Parc de l’Akagera : splendeur et sorcellerie
Une dévastatrice épidémie de peste animale peut avoir des conséquences inattendues. Celle qui, en 1932, a ravagé les provinces de Mutara et de Kibungo, dans le nord-est du Rwanda, a conduit à la création du parc national d’Akagera. Après avoir tenté d’éliminer certains des animaux accusés de véhiculer les maladies, les autorités finirent par renoncer à l’éradication et décidèrent d’isoler les animaux dans un parc, à l’image du parc national des Volcans – qui abrite les fameux gorilles des montagnes, première réserve africaine à avoir vu le jour en 1925.
À sa création, en novembre 1934, le parc national de l’Akagera s’étendait sur 250 000 ha. Aujourd’hui, grignoté par l’expansion démographique, il s’est réduit à 90 000 ha. Si, pendant des décennies, l’Akagera a été une cible privilégiée des braconniers, une équipe de rangers et de militaires traque désormais les chasseurs illégaux de zèbres et d’antilopes. Une vingtaine d’entre eux sont pris chaque mois en flagrant délit.
Cette zone, où les marais sont nombreux, compte cinq lacs, dont celui d’Ihema, le plus grand du Rwanda après le Kivu. Une abondante faune et plus de cinq cents espèces d’oiseaux s’épanouissent dans les vallées perdues au milieu des collines. À quelques mètres de l’entrée de la réserve, le confortable hôtel Akagera, qui offre une vue imprenable sur un des lacs, accueille les touristes venus faire un safari. L’établissement, construit en 1973, dut cesser ses activités au moment du génocide, en 1994, et ne rouvrit ses portes qu’en décembre 2003. À l’intérieur du parc, les infrastructures et les pistes se sont dégradées après avoir été longuement abandonnées par le personnel forestier fuyant les massacres. Aujourd’hui, il reste encore beaucoup à faire pour les réhabiliter.

_Données enregistrées_.
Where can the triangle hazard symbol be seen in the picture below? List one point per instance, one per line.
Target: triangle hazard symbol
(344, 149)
--
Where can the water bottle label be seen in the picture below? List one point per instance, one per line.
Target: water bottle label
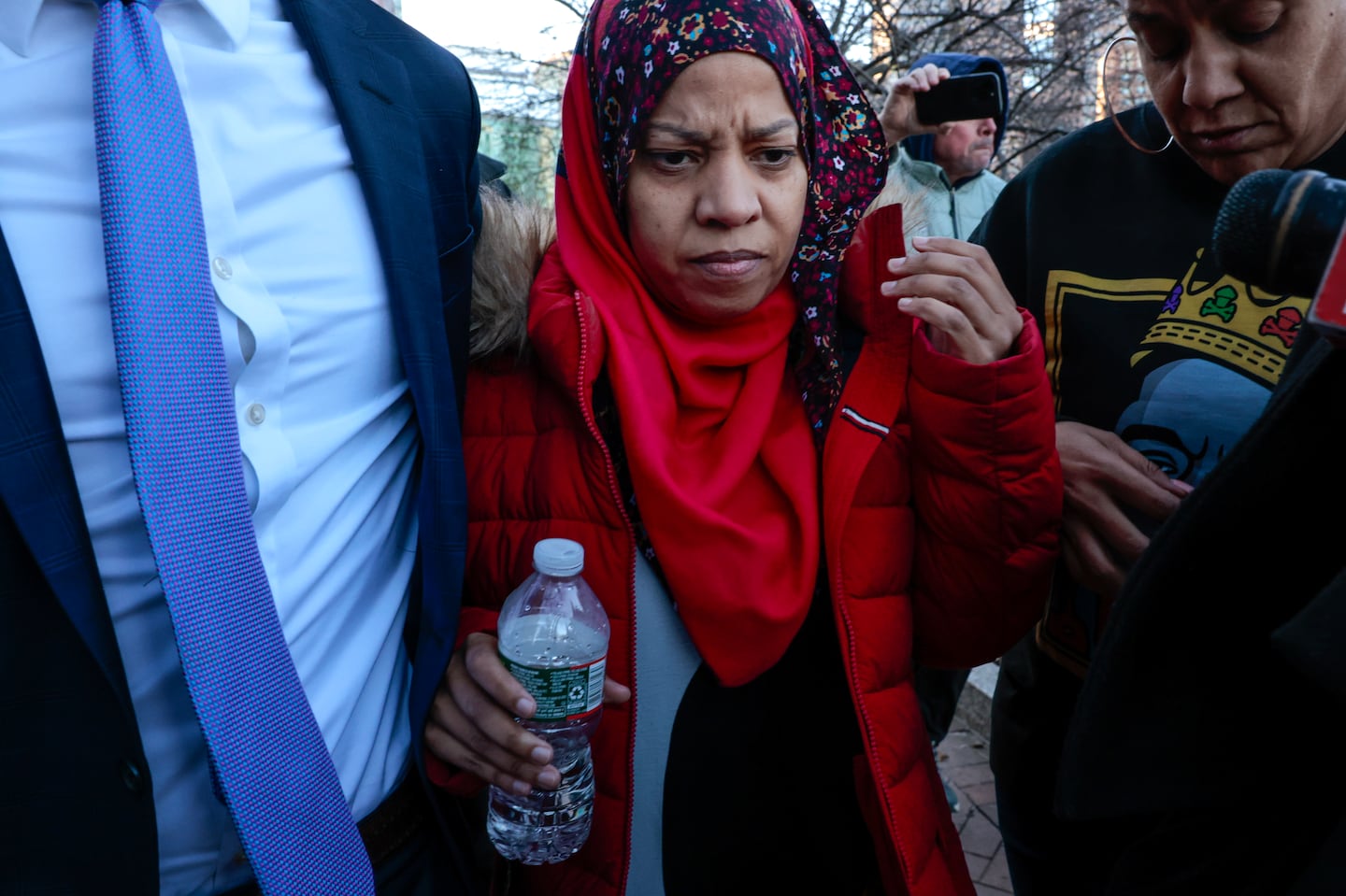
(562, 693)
* * *
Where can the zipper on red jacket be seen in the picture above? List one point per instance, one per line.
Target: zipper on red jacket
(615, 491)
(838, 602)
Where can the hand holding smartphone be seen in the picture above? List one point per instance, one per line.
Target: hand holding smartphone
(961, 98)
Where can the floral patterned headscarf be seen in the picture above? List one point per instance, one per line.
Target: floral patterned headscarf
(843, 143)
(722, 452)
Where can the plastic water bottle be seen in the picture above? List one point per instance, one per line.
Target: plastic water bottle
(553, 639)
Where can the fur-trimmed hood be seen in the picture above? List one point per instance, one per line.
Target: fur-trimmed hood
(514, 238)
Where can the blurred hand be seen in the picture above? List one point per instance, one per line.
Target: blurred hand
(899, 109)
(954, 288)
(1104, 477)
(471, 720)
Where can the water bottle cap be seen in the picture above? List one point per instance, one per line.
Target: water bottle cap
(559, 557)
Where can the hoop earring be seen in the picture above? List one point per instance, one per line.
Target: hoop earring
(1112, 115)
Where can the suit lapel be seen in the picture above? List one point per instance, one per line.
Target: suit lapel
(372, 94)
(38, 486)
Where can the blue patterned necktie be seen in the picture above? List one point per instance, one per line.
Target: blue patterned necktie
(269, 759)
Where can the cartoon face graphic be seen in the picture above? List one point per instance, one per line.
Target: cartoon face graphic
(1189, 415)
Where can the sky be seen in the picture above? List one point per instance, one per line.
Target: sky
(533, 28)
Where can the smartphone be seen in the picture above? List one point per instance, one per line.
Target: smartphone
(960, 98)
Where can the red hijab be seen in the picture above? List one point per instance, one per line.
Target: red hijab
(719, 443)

_Exercice_. Selon l’extrait sur le parc de l’Akagera, à combien d’hectares la superficie du parc s’est-elle réduite aujourd’hui ?

_Zone de réponse_. Le parc s’est réduit à 90 000 ha.